■ Text excerpt ■
— start —

Deer makeup and costumes recently became quite popularized for their allegory to a loss of innocence. This connected to this overwhelming comparison of them as innocent animals, as incapable of harm. From Disney stories like Bambi, whose family posed no threat and became an easy target, to juxtaposing horror movies that make them the villains because it’s so unexpected by the audience. On social media, it became a trend to dress up as a deer, then utilize red makeup to portray a target directly in the center of their forehead, an ode to hunting and how deer are so often the desired outcome. It played on the same idea as so many people connected it to their experiences with losing their innocence, through grief, through sexual assaults, through abusive instances within their lifetime. In my mind, it connected deeply with stories like that of Melusine. Her experience with a “loss of innocence” of sorts when she’s forced to become this monster, and again when she experiences that extreme betrayal by her husband choosing to directly ignore her instruction to stay away on Saturdays. She goes from this youthful, gently-spirited woman, to a devastated woman who seems to lose herself; she transforms from the docile deer to the mutilated carcass at the hand of man.

— end —

■ Source data ■
— start —

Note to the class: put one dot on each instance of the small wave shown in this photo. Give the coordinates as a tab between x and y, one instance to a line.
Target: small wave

— end —

Continue the essay on deer costumes and the story of Melusine, starting after its final sentence.

When it comes to language, we utilize even the simplest phrases of “Oh dear!” or making it a pet name amongst people. While it all seems quite trivial, throughout our discoveries, it has become more and more clear that nothing about our choices when it comes to language could be considered trivial. Their gentle nature, their ability to be such peaceful creatures made them something people compare to loved ones, those they hold closely because of their inner beauty. It only emphasizes the idea of innocence when we look at the usage of it amongst parents; they consider their children so dear because they’re innocent, young and agile the way deer continued to be represented and perceived. The biggest language choice that stands out is that of “doe eyes”; it’s this label we use for that big, wholesome look in a person’s eyes, the one place it’s nearly impossible to hide emotion. The term comes with this connotation of sensitivity, of gentleness and represents how we view these people, speaking as someone who has been labeled by doe eyes my entire adult life. It truly rounds out this image, this belief in deers as this beautifully simple part of lives, and how we often forget this when it comes to the real thing.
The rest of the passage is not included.